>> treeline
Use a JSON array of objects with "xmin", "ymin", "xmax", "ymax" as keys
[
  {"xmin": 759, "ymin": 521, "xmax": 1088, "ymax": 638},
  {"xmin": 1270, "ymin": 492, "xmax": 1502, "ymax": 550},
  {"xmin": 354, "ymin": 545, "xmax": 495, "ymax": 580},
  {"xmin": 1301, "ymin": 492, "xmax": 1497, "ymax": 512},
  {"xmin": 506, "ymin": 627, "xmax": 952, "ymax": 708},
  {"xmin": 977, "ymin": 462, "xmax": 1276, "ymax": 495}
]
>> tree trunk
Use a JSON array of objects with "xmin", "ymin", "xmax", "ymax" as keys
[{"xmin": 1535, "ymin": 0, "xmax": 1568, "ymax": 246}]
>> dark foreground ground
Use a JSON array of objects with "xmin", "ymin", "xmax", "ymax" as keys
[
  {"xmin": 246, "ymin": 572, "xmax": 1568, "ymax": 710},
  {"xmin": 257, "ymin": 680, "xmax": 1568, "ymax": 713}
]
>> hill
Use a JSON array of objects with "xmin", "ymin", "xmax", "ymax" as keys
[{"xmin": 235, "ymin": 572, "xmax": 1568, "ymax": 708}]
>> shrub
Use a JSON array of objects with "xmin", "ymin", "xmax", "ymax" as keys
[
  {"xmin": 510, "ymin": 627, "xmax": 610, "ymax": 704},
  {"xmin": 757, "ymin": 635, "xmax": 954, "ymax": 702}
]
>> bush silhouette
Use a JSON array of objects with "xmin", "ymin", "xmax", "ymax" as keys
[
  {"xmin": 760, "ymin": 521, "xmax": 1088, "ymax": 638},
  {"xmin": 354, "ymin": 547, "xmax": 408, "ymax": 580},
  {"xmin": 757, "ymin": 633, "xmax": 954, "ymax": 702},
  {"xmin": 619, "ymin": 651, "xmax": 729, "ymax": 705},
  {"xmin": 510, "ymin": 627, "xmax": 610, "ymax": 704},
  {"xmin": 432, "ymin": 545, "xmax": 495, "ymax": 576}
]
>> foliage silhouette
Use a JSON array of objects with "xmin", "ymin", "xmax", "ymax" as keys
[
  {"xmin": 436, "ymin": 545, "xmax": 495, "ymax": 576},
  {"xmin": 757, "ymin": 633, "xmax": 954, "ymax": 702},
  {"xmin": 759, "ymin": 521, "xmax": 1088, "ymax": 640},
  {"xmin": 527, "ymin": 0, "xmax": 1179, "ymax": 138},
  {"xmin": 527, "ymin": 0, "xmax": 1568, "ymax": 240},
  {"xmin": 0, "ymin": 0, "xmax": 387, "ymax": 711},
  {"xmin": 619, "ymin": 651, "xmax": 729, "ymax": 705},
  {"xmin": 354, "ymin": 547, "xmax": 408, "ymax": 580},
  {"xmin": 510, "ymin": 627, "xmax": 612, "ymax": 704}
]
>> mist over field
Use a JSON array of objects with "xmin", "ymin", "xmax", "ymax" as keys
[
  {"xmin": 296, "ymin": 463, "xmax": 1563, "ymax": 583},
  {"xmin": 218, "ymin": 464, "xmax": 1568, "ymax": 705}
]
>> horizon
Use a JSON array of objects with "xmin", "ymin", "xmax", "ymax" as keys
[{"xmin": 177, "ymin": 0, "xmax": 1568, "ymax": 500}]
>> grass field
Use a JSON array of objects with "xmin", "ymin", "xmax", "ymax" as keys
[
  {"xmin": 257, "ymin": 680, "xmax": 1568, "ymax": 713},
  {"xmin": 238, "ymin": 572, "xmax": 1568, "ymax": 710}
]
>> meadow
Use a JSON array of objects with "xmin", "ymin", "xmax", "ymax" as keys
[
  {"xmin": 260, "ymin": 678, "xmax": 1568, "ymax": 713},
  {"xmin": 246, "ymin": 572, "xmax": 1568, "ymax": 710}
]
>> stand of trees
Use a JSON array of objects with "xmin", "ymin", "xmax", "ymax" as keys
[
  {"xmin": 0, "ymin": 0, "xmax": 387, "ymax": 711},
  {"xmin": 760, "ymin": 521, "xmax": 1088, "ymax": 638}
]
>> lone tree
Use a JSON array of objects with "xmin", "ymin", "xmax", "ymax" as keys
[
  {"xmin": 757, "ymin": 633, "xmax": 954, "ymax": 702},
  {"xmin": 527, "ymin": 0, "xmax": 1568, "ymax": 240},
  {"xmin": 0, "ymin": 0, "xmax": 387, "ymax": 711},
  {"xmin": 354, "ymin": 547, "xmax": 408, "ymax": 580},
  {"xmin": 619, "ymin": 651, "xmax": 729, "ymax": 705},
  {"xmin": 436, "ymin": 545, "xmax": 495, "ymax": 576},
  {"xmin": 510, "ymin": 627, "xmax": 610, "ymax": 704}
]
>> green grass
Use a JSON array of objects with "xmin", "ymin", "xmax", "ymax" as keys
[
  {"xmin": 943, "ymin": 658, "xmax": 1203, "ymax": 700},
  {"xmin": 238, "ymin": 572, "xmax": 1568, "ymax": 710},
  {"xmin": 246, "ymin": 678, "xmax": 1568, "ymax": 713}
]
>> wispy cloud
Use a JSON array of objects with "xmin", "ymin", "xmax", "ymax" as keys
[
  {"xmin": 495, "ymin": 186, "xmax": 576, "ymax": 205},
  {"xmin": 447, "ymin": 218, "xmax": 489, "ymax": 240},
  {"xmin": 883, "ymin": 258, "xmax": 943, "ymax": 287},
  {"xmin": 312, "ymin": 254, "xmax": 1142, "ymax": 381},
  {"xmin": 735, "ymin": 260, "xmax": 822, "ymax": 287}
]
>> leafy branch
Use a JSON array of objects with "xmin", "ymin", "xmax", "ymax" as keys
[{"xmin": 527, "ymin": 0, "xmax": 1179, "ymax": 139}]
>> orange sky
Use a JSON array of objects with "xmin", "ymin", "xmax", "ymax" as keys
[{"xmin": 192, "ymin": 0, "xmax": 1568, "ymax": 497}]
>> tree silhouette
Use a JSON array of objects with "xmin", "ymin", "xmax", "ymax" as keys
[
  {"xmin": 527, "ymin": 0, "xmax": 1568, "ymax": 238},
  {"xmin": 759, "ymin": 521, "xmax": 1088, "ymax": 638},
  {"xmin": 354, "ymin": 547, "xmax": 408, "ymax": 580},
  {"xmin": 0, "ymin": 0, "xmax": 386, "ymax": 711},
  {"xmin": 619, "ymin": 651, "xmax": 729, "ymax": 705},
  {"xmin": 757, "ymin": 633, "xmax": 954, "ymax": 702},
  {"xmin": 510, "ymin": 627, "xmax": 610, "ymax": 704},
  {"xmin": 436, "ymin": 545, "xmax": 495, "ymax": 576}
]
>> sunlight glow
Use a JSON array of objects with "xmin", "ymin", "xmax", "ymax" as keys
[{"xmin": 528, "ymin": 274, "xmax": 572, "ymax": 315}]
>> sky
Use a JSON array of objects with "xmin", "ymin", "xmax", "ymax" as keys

- - - - - - -

**Exercise prompt**
How many lines in the items above contain the word "silhouette"? Reply with the number alone.

**Problem solution**
3